> _DIRECTIVE_:
Format all of the data below as a numbered list, with any blank lines left out.

> _RECORDS TO PROCESS_:
:::

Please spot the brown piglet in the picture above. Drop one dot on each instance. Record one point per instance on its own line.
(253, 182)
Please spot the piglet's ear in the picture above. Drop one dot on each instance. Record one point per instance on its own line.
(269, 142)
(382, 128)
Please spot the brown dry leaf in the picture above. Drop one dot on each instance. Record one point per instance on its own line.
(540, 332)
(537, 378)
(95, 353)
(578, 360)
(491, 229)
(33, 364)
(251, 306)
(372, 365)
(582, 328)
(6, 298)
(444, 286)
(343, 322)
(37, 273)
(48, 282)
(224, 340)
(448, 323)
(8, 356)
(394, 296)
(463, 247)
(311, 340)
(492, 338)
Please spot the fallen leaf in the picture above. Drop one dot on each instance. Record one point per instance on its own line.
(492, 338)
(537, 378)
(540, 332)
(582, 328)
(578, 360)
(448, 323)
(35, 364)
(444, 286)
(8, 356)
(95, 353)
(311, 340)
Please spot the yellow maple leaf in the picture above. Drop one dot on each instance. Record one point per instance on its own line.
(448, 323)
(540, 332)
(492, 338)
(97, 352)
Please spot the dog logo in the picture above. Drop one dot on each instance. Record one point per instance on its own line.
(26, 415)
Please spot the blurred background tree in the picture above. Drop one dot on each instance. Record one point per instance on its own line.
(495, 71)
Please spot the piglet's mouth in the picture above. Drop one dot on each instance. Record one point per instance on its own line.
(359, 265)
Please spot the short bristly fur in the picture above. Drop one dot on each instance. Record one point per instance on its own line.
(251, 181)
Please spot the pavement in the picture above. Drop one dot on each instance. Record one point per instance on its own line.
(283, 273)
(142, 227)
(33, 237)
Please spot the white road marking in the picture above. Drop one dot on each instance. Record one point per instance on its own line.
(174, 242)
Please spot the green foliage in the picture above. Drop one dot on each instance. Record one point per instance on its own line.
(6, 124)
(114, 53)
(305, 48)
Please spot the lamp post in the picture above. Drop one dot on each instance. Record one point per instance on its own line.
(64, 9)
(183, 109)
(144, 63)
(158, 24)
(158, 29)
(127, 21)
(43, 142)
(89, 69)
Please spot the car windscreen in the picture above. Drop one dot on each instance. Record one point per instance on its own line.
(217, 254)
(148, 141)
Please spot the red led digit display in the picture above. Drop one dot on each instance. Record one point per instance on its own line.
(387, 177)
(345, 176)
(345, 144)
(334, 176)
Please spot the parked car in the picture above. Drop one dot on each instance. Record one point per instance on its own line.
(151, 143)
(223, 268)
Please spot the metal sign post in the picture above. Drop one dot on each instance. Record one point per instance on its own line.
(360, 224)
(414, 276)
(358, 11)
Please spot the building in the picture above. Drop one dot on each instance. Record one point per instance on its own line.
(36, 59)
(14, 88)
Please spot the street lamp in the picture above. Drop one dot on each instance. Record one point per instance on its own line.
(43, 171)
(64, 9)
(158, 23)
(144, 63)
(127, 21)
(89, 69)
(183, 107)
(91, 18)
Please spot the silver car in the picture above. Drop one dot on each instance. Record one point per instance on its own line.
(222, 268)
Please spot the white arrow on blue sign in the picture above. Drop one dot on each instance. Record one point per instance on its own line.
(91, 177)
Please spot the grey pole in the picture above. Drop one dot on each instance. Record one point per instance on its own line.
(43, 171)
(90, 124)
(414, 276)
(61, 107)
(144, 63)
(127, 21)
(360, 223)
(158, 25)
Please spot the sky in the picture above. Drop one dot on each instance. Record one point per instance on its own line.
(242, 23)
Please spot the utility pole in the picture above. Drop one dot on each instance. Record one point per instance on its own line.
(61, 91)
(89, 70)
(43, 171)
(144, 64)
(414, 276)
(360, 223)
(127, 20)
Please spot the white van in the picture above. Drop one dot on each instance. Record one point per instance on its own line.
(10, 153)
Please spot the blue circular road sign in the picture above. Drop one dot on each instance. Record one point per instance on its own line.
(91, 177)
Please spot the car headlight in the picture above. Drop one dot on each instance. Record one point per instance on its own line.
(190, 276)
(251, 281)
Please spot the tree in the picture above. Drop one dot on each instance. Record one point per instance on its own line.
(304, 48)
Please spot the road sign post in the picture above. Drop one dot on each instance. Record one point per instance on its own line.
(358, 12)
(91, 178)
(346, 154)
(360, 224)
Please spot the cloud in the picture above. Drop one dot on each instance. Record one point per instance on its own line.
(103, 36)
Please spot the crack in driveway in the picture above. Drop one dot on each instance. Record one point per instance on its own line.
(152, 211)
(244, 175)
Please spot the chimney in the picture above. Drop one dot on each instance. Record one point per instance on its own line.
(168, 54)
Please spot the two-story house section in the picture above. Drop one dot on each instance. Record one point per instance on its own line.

:::

> _THE SOLUTION_:
1. Please spot the brown piglet in the picture above. Drop one dot on each instance. Record one point per instance on its own line.
2. (253, 182)
3. Please spot the piglet's ear in the picture above. Drop one dot on each instance. Record one point per instance on its own line.
4. (269, 142)
5. (382, 128)
6. Please spot the brown dry leaf in the picture above. Drop one dot on each instance. Record one point per instance on its own line.
7. (540, 332)
8. (537, 378)
9. (95, 353)
10. (578, 360)
11. (491, 229)
12. (33, 364)
13. (251, 306)
14. (372, 365)
15. (582, 328)
16. (6, 298)
17. (444, 286)
18. (343, 322)
19. (37, 273)
20. (48, 282)
21. (224, 340)
22. (448, 323)
23. (8, 356)
24. (394, 296)
25. (463, 247)
26. (311, 340)
27. (492, 338)
28. Please spot the fallen leaf in the picture above. Drop one dot on each instance. Record one point per instance on its own line.
29. (492, 338)
30. (537, 378)
31. (540, 332)
32. (582, 328)
33. (578, 360)
34. (448, 323)
35. (35, 364)
36. (444, 286)
37. (8, 356)
38. (95, 353)
39. (311, 340)
40. Please spot the yellow maple leaf in the picture above. Drop one dot on each instance. Record one point per instance on its own line.
41. (448, 323)
42. (540, 332)
43. (492, 338)
44. (97, 352)
45. Please spot the dog logo in the picture above. Drop one dot on each instance. Record one point per instance on its own line.
46. (26, 415)
47. Please spot the blurred background tree in the picture above. Drop one dot on each instance. Record one point per instance on its own line.
48. (495, 71)
49. Please spot the piglet's mouth in the picture above. Drop one dot on each instance. Record one point per instance on its own line.
50. (359, 265)
51. Please spot the short bristly fur in the picture above. Drop one dot on each instance. Record one point per instance on its own line.
52. (251, 181)
53. Please spot the pavement in the picture above. Drop one dot on each instance. Record one point per instance on its own line.
54. (283, 273)
55. (142, 227)
56. (33, 237)
57. Please spot the white road marking in the picture above. Drop one dot on each instance. Record one point per instance on its own line.
58. (174, 242)
59. Please spot the green foliage in the picture above. Drop one dot on each instance. Record one point per instance on its own line.
60. (6, 124)
61. (114, 53)
62. (305, 48)
63. Please spot the lamp post in the picture above. Drop one dot on each instance. Record one point per instance on its own line.
64. (64, 9)
65. (183, 109)
66. (144, 63)
67. (158, 24)
68. (158, 29)
69. (127, 21)
70. (43, 142)
71. (89, 69)
72. Please spot the car windscreen in the picture above. Drop one dot on each instance. Record one point per instance on its own line.
73. (217, 254)
74. (148, 141)
75. Please spot the red led digit display in the picture above. Drop one dot on each instance. Record one point per instance on its own line.
76. (387, 177)
77. (345, 176)
78. (345, 144)
79. (334, 176)
80. Please spot the parked car in the picture above. Drop one dot on each instance. Record one point per instance on its own line.
81. (151, 143)
82. (223, 268)
83. Please spot the metal sign post in the picture above. Drop one dot on each instance. Record one point per instance on its own line.
84. (360, 224)
85. (414, 276)
86. (358, 11)
87. Please spot the building in the picture above. Drop one dot on each instance. Record one point per instance on its own line.
88. (36, 59)
89. (14, 88)
90. Please spot the street lamp in the picture above. Drop one dot on each instance. Record one point per instance on its own line.
91. (43, 171)
92. (64, 9)
93. (158, 23)
94. (144, 63)
95. (127, 21)
96. (89, 69)
97. (183, 107)
98. (91, 18)
99. Please spot the silver car in the picture above. Drop one dot on each instance. Record one point per instance on its own line.
100. (222, 268)
101. Please spot the white arrow on blue sign in the picture above. Drop one dot on each instance. Record one point per instance on its own line.
102. (91, 177)
103. Please spot the grey pole in the picture above. Drop one dot on each instance. Record one point per instance on its own line.
104. (43, 171)
105. (90, 124)
106. (414, 276)
107. (61, 107)
108. (144, 63)
109. (127, 21)
110. (360, 223)
111. (158, 25)
112. Please spot the sky in the picture above. Drop one dot on each instance. Record one point per instance on its own line.
113. (242, 23)
114. Please spot the utility pole in the picture above. Drop one dot on each instance. Record one point per instance on its own line.
115. (61, 91)
116. (89, 70)
117. (43, 171)
118. (144, 64)
119. (414, 276)
120. (360, 223)
121. (127, 20)
122. Please spot the white van in the picture above. Drop one dot on each instance. Record one point per instance on its own line.
123. (10, 153)
124. Please spot the blue circular road sign in the picture above. Drop one dot on each instance. Record one point per instance on its own line.
125. (91, 177)
126. Please spot the car headlight in the picture above. Drop one dot on each instance. Record one point per instance on its own line.
127. (190, 276)
128. (251, 281)
129. Please spot the tree in the picture above. Drop one dot on each instance. Record one point per instance on its own line.
130. (304, 48)
131. Please spot the road sign post in the picture above. Drop one dot on each instance. Record one point per instance on its own line.
132. (358, 12)
133. (91, 178)
134. (346, 154)
135. (360, 224)
136. Please spot the cloud in the picture above. Drop one dot on each instance. Record one point per instance on its own line.
137. (103, 36)
138. Please spot the crack in driveway in the picture above. Drop one dot on each instance. Record one point per instance on its own line.
139. (152, 211)
140. (244, 175)
141. Please spot the chimney in the picture above. Drop one dot on each instance. Record one point per instance on its own line.
142. (168, 54)
143. Please spot the two-story house section in the picture above. Drop one dot on each instance. Record one point per instance on its own line.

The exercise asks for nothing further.